─── TEXTE FOURNI ───

Sur ce plan, ne nous laissons point berner non plus par la première de couverture du disque, qui associe à une jolie photo une titraille bâclée – le texte d’introduction en deuxième de couv’ est assez croquignolesque aussi – pouvant laisser craindre un produit aussi médiocre que le titre choisi. Or, la proposition apportée par Fabien Chouraki et Olivier Dekeister, sponsorisée par le ministère de la Culture, le Centre national de la musique et Henri Selmer, est à la fois de très haut niveau et d’une grande exigence musicale, exclusivement centrée sur un répertoire des vingtième et vingt-et-unième siècles.

 

 

L’heure un quart de musique s’ouvre sur la Première sonate de Denis Bédard. L’Invention en Sol – mais ne rechignant pas devant la modulation – s’enroule sur un motif roboratif bientôt absorbé dans un segment plus paisible. Celui-ci assume la répartition entre un sax alto soliste – que la prise de son de Luc Fourneau rend hélas presque solitaire par moments – et un orgue accompagnateur prenant sagement un p’tit solo après son complice. La partie A revient ragaillardir tout ça, permettant même à l’orgue de dégainer des jeux plus puissants. Les amateurs d’une musique située entre conceptuelle et expérimentale éviteront de poursuivre l’aventure Bédard avec le deuxième mouvement, une Barcarolle en mi mineur où l’opposition rythmique entre la main droite et le sax fait mouche. L’orgue lance ensuite le sax sur une nouvelle piste, où le dialogue paisible se poursuit entre jeu solo et soliste. La sonorité chaude et réverbérée de Fabien Chouraki accompagne joliment l’auditeur dans cette structure ABA interprétée avec la sérénité qui sied. Une Humoresque en Sol débaroule avec une tonicité motorique prise avec franchise et nuances par les complices. Alors que le saxophone s’essaye au lyrisme, la main droite de l’orgue en arrière-plan ne se calme pas avant le mitan du mouvement où il lui revient de relancer le soliste. Justes synchronisations, tempo audacieux et souci de musiquer au-delà du pétillement des notes achèvent de convaincre que commencer le disque sur une musique simple – pour l’auditeur – et joliment troussée était une belle idée !

─── DONNÉES ENREGISTRÉES ───

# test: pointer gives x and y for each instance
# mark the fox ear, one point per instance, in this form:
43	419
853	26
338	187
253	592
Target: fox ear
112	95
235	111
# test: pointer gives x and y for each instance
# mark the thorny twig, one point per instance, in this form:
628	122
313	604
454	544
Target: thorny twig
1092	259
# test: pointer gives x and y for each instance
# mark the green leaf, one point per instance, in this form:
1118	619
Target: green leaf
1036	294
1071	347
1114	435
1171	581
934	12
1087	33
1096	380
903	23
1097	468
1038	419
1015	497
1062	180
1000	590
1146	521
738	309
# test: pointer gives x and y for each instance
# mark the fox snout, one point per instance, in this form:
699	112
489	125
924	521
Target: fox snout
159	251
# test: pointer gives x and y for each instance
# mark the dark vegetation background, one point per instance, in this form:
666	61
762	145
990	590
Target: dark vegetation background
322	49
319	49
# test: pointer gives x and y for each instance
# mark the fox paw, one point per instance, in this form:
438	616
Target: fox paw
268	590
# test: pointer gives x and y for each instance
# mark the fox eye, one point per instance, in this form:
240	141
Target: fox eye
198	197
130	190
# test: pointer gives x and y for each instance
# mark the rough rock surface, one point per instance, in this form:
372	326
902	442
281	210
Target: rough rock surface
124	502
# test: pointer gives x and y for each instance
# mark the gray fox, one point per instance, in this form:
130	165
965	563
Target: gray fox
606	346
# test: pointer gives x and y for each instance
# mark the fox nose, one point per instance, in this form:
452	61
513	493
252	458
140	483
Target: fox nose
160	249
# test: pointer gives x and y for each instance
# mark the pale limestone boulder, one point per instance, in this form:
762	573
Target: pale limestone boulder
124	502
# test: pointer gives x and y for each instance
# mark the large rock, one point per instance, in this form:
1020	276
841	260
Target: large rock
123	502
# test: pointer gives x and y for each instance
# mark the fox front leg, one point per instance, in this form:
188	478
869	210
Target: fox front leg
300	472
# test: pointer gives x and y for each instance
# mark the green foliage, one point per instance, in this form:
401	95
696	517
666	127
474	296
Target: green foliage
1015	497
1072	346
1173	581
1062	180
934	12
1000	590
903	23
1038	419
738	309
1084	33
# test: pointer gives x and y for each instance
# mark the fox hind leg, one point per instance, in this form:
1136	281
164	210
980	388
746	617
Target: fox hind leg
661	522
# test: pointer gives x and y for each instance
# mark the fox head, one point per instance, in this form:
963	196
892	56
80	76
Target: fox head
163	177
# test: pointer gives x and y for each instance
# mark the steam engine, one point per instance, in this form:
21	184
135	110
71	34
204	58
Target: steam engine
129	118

───

À FAIRE:
1. Répondez à ces questions sur le texte fourni :
(a) Quels organismes ont sponsorisé la proposition de Fabien Chouraki et Olivier Dekeister ?
(b) Par quelle œuvre s’ouvre le disque ?
(c) Dans quelle tonalité est écrite la Barcarolle du deuxième mouvement ?
2. Indiquez si chacune de ces affirmations concorde avec le texte fourni :
(a) Le disque comprend des œuvres du dix-neuvième siècle.
(b) La prise de son a été réalisée par Luc Fourneau.
(c) Le disque contient une heure et quart de musique.

SOLUTIONS:
1.
(a) Le ministère de la Culture, le Centre national de la musique et Henri Selmer.
(b) Par la Première sonate de Denis Bédard.
(c) En mi mineur.

2.
(a) Non : « exclusivement centrée sur un répertoire des vingtième et vingt-et-unième siècles ».
(b) Oui : « la prise de son de Luc Fourneau ».
(c) Oui : « L’heure un quart de musique s’ouvre sur la Première sonate de Denis Bédard ».